Data listing:
● ● ● ● ●
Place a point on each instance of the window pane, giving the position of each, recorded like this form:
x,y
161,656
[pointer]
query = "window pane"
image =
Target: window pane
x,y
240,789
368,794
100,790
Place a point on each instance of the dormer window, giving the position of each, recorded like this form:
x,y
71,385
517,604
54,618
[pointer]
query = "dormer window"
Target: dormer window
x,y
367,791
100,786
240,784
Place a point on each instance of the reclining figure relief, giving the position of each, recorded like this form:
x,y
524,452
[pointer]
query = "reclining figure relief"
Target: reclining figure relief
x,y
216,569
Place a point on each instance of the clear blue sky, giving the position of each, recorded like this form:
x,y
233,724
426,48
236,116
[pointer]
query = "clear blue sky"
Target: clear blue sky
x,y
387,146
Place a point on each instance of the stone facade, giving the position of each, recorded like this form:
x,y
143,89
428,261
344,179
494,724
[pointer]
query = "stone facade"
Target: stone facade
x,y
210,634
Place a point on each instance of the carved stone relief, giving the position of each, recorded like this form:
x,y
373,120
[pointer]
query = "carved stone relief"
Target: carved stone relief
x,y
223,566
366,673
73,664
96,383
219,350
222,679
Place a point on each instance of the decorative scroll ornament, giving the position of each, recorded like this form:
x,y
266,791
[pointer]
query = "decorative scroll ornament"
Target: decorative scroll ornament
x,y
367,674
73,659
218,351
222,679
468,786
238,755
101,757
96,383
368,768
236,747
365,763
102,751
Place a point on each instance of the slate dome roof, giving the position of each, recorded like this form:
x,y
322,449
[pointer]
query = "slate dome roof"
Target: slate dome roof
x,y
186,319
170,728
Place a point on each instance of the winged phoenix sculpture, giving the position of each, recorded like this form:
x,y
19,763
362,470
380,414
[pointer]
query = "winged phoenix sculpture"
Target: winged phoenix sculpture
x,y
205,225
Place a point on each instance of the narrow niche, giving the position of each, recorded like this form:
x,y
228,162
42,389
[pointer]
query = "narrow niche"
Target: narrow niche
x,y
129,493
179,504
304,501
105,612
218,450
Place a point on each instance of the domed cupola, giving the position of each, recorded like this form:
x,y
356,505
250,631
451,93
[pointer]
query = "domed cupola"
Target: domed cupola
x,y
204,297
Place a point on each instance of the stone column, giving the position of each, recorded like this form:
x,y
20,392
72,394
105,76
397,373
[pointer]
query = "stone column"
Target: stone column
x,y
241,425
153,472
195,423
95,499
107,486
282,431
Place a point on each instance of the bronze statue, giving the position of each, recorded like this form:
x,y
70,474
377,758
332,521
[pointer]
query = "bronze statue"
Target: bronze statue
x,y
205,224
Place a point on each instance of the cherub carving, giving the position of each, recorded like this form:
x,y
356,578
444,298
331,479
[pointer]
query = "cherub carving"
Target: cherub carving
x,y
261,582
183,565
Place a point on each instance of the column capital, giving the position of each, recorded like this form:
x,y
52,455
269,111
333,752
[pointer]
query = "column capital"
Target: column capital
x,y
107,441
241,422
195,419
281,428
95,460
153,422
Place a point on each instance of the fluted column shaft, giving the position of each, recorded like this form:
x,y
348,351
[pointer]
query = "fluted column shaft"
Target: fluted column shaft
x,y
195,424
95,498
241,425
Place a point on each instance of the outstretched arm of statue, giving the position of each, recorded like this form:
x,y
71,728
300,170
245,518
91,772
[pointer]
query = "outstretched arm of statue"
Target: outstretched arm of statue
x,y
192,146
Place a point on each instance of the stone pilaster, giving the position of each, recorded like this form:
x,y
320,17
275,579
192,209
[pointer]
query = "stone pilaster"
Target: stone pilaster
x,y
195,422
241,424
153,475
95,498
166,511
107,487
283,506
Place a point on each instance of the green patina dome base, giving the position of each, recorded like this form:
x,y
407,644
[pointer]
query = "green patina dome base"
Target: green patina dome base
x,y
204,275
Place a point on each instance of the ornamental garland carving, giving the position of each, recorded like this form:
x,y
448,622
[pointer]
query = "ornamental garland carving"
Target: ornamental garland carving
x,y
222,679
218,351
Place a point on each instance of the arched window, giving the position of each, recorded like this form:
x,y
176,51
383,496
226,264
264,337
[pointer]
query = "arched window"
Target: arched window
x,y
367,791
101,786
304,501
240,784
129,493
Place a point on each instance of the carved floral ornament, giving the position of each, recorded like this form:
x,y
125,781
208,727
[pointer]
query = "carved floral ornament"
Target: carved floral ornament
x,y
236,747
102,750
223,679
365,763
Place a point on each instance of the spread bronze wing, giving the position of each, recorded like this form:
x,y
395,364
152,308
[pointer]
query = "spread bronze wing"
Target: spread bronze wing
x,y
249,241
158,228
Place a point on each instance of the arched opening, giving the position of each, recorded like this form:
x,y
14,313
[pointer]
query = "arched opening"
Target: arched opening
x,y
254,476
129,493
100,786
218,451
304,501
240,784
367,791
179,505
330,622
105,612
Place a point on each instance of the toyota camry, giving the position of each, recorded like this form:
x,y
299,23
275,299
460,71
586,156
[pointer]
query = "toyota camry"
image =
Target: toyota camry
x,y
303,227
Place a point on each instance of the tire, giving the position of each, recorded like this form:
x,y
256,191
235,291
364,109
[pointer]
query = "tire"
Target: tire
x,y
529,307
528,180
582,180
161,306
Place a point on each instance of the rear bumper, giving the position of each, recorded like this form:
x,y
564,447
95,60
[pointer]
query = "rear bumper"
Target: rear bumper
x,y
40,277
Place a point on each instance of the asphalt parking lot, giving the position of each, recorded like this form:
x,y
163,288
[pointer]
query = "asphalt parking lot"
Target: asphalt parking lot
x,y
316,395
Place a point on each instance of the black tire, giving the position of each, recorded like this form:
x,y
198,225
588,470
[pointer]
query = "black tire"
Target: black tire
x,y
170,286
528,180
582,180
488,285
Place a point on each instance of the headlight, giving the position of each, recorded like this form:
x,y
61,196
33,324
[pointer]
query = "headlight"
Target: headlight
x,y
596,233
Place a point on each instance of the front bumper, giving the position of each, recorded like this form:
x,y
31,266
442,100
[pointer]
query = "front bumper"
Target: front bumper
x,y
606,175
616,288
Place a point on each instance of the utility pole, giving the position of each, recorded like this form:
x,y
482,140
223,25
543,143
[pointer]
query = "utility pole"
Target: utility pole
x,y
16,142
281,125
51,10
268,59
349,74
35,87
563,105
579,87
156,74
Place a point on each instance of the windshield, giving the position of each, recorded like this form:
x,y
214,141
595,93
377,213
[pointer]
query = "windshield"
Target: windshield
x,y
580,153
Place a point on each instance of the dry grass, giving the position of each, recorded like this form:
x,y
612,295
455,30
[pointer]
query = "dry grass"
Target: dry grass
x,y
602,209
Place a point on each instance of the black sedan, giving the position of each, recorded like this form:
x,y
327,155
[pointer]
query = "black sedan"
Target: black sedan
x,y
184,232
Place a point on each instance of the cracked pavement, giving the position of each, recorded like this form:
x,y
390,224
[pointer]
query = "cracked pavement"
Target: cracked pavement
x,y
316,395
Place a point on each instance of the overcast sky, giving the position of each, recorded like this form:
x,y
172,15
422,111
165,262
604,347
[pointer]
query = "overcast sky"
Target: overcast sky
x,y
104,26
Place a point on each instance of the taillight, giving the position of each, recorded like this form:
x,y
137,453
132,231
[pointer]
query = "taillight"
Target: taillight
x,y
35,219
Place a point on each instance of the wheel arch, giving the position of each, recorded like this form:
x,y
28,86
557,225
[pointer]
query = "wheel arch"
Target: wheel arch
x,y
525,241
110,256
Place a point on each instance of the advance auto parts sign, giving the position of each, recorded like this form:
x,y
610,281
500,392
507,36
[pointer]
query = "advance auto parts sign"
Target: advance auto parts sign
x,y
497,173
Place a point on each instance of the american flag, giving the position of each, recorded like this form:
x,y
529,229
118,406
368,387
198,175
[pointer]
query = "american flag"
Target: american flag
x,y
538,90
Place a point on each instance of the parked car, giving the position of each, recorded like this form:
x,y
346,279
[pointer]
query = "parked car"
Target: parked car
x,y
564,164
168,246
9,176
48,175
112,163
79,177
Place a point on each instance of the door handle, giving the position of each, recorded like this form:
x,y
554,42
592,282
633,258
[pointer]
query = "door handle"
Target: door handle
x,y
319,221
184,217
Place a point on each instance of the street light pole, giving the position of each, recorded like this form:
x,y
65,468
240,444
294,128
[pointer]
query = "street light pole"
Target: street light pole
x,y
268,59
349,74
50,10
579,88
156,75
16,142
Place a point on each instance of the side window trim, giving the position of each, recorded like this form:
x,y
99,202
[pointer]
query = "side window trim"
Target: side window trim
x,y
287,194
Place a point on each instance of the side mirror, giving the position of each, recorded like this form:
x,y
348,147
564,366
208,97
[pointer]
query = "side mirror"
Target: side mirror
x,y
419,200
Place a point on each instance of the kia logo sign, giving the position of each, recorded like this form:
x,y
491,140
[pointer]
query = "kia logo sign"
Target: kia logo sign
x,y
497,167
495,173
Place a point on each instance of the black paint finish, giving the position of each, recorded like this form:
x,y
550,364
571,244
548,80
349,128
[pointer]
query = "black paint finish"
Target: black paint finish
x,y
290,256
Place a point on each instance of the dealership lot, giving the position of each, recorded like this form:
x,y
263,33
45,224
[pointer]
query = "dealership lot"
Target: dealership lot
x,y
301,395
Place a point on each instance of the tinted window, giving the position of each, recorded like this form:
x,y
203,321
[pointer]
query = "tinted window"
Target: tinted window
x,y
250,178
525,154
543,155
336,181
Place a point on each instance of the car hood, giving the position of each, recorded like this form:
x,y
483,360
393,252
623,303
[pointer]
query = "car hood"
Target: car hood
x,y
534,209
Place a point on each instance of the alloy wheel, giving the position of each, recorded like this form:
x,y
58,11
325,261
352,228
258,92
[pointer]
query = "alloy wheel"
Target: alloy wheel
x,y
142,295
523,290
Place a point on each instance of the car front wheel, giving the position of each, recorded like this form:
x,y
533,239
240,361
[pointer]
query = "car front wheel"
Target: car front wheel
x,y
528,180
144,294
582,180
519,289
● ● ● ● ●
What is required:
Repeat only the stretch of lines that begins at the line containing "Place a point on each instance of the tinted" and ends at the last line above, both included.

Reply:
Place a point on each instance of the tinted window, giving the position of each, recorded like this form:
x,y
203,321
[pointer]
query = "tinted window"
Target: tinted window
x,y
250,178
525,154
543,155
336,181
Place a point on each instance of the car hood, giving the position of each, recorded like this form:
x,y
483,360
393,252
623,303
[pointer]
query = "car hood"
Target: car hood
x,y
534,209
Place a point on each instance of the alloy wheel, giving the position of each, recorded like this form:
x,y
58,11
325,261
352,228
258,92
[pointer]
query = "alloy wheel"
Target: alloy wheel
x,y
142,295
523,290
Place a point on each instance of the car front wheel, giving the position of each, recorded like this form:
x,y
533,239
240,361
[pointer]
query = "car front wheel"
Target: car front wheel
x,y
528,180
144,294
582,180
519,289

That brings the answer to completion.